MATERIAL:
— start —

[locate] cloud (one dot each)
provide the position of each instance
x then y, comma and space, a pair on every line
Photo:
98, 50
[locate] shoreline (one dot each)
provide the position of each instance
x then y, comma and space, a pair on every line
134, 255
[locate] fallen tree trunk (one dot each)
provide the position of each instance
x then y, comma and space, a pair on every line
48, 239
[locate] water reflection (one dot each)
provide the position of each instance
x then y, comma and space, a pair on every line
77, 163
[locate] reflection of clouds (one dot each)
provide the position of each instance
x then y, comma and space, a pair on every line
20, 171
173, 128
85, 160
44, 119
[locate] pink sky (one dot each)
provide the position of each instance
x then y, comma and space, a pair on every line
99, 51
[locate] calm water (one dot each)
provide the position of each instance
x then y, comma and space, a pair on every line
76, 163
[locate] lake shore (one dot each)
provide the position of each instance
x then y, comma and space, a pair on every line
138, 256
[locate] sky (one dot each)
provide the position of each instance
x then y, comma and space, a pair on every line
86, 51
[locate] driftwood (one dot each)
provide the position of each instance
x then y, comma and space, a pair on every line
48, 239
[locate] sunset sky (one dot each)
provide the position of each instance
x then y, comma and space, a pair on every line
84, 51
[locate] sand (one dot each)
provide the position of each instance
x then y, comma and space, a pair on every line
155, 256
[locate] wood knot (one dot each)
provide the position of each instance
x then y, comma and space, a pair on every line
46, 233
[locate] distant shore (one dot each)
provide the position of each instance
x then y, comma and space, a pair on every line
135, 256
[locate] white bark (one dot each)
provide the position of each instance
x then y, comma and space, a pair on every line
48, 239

— end —
— start —

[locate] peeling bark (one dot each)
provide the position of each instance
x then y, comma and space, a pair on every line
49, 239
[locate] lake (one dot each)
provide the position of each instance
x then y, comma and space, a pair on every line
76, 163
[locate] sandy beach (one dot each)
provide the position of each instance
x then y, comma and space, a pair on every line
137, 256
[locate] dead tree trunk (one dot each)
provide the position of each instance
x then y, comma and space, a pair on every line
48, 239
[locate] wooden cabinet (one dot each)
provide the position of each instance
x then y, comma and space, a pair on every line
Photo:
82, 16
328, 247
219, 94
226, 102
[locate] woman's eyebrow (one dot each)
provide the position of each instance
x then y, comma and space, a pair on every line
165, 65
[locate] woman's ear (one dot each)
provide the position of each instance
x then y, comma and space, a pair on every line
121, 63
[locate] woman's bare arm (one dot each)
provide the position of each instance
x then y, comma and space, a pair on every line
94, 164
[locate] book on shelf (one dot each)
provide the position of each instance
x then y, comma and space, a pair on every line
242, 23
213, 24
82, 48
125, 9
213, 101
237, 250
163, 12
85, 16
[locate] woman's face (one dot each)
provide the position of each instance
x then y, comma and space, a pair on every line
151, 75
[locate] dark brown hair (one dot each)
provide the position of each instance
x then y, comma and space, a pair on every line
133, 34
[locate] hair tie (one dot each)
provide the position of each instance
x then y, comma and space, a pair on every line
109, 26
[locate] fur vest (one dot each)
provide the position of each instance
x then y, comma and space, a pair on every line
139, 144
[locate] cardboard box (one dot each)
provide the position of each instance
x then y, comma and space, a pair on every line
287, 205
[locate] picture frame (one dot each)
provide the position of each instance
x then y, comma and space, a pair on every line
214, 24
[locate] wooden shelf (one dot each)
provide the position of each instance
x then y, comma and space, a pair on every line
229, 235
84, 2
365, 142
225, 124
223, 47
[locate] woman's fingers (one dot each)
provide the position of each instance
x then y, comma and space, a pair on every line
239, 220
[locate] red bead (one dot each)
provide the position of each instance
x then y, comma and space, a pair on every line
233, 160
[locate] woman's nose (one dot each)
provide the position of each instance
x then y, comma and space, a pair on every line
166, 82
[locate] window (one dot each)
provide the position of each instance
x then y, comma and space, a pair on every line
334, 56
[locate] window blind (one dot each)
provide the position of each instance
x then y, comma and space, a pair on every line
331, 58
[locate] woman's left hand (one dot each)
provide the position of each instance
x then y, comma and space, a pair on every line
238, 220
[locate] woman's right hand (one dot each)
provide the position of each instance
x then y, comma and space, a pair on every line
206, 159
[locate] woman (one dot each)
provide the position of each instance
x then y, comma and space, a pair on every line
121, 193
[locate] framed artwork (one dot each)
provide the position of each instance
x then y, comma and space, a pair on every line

— end —

WORK TO BE COMPLETED: Please find each line in the records above that contains the word "hair", and copy those lines out in full.

REPLY:
[locate] dark brown hair (one dot each)
[locate] hair tie (one dot each)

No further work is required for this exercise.